**WHAT TO WORK ON:**
A - In the well packer text, how long do typical packers tend to be?
B - Reproduce the stretch of the well packer text from "CROSS-REFERENCE TO RELATED" through "from said application.", swapping "provisional" for "earlier".
C - Carry the well packer text forward from its final sentence.

**EXTRACT:**
A subterranean well tool seals along a section of a wall of the well and is carried on a conduit into the well. A plurality of anchoring elements and seals are provided for respective anchoring and sealing engagement along the wall of the well in concert and substantially concurrently with one another when the tool is shifted to the set position. When the well tool moves to the set position, a portion of the mandrel separates and is retrieved from the well bore, allowing the well tool to be reduced in overall length. The anchoring elements are sandwiched in between first and second, or upper and lower, sets of seals.

Description

CROSS-REFERENCE TO RELATED APPLICATION
This application is the formal patent application for provisional application Ser. No. 61/201,444, filed Dec. 10, 2008, entitled “Ultra-short Slip and Packing Element System”. Applicant hereby claims priority from said application.
BACKGROUND OF THE INVENTION
1. Field of the Invention
This invention relates to downhole tools for oil and gas wells and similar applications and more particularly to improved well packers, plugs, and the like.
2. Description of Prior Art
Well packers are used to form an annular barrier between well tubing or casing, to create fluid barriers, or plugs, within tubing or casing, or the control or direct fluid within tubing or casing. Packers may be used to protect tubulars from well pressures, protect tubulars from corrosive fluids or gases, provide zonal isolation, or direct acid and frac slurries into formations.
Typical well packers, bridge plugs, and the like, consist of a packer body. Radially mounted on the packer body is a locking or release mechanism, a packing element system, and a slip system. These packers tend to be two feet or longer depending on the packer design. The packing system is typically an elastomeric packing element with various types of backup devices. The packing system is typically expanded outward to contact the I.D. (internal diameter) of the casing by a longitudinal compression force generated by a setting tool or hydraulic piston. This force expands the elastomer and backups to create a seal between the packer body and casing I.D. This same longitudinal force acts through the sealing system and acts on the slip system. The slip system is typically an upper and lower cone that slides under slip segments and expands the slip segments outwardly until teeth on the O.D. (outer diameter) of a series of slip segments engage the I.D. of the casing. Teeth or buttons on the O.D. of the slip segments penetrate the I.D. of the casing, to secure the packer in the casing, so the packer will not move up or down as pressure above or below the packer is applied. A locking system typically secures the seal and slip systems in there outward engaged position in order to maintain compression force in the elastomer and, in turn, compression force on the slip system. Certain part configurations allow the locking mechanism to disengage to allow retrieval of the packer. The presence of the release mechanism usually classifies the packer as a “retrievable packer” and the absence of the release mechanism classifies the packer as a “permanent packer”.

**SUPPLIED INFORMATION:**
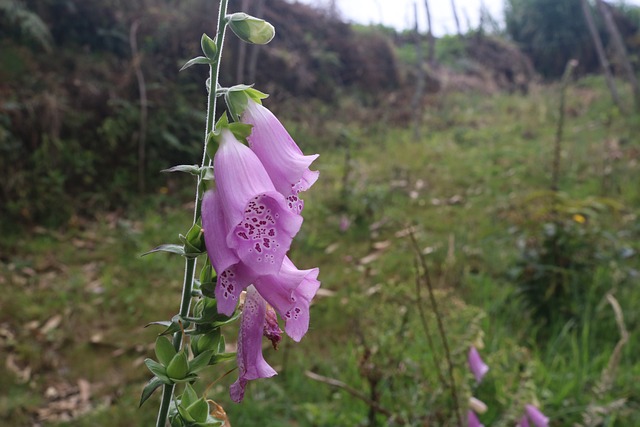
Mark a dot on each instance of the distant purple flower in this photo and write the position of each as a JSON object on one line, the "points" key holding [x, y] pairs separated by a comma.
{"points": [[536, 416], [472, 420], [248, 228], [251, 363], [290, 293], [247, 224], [524, 422], [283, 160], [271, 329], [476, 365]]}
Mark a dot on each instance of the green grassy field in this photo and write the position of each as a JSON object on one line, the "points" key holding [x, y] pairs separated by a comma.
{"points": [[75, 301]]}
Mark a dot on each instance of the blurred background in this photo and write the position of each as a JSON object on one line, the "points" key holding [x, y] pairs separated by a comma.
{"points": [[494, 143]]}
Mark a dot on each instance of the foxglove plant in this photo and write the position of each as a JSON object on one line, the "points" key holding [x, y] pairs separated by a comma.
{"points": [[245, 224], [533, 414], [476, 365]]}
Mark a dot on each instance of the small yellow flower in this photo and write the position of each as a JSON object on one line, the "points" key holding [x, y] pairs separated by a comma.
{"points": [[580, 219]]}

**TASK-BY-TASK ANSWERS:**
A - Two feet or longer, depending on the packer design.

B -
CROSS-REFERENCE TO RELATED APPLICATION
This application is the formal patent application for earlier application Ser. No. 61/201,444, filed Dec. 10, 2008, entitled “Ultra-short Slip and Packing Element System”. Applicant hereby claims priority from said application.

C -
Problems with prior art packers, in some cases, can be the excessive length of the packers since all of the above combined systems require length. An increased length of the tool results in an increased effort to mill or drill out the tool if and when necessary, particularly at the end of the useful life of the tool. It would advantageous to have a packer that is much shorter in that reduced material would certainly lower material and manufacturing costs. It would be advantageous to have a very short packer, so if packer removal is required, milling time would be greatly reduced.
Some of the drillable frac plugs on the market are the Halliburton “Obsidian Frac Plug”, the Smith Services “D2 Bridge Plug”, the Owen Type “A” Frac Plug, the Weatherford “FracGuard”, and the BJ Services “Phython”. By comparison, all of these plug designs are very long in comparison to the current invention. Also, a very short packer would reduce cost and simplify the task of creating a “Pass-through” packer. “Pass-through” packers are used for intelligent well completions and allow the passage of, for example and not limited to, hydraulic control lines, fiber optic lines, and electrical lines.
Both retrievable and permanent packers are sometimes drilled or milled out of the casing. If the packer is being used as a “Frac Plug”, it is commonly milled out after the frac is completed. Typical packers, as described above, tend to have mill-out problems because the packer parts tend to spin within the engaged slips. The mill operation becomes very inefficient because the packer parts spin with the rotation of the milling tool. Some packer designs exist, for example the BJ Services U.S. Pat. No. 6,708,770, to reduce this spinning tendency. It would be advantageous to have a packer design that would offer alternative features to prevent spinning of parts while milling out. It would also be advantageous if this same design feature would provide a means to equally distribute the slip segments around the packer body to evenly distribute the load on the I.D. of the casing, and also function as packer retrieval devices to retain and retract the slip segments during retrieving.
Another problem is that the slip system is loaded through the packing element system. Any degradation or extrusion of the packing element system reduces stored energy in the slip system thus allowing the slip system to disengage, especially during pressure reversals, the casing and in turn cause packer slippage and seal failure.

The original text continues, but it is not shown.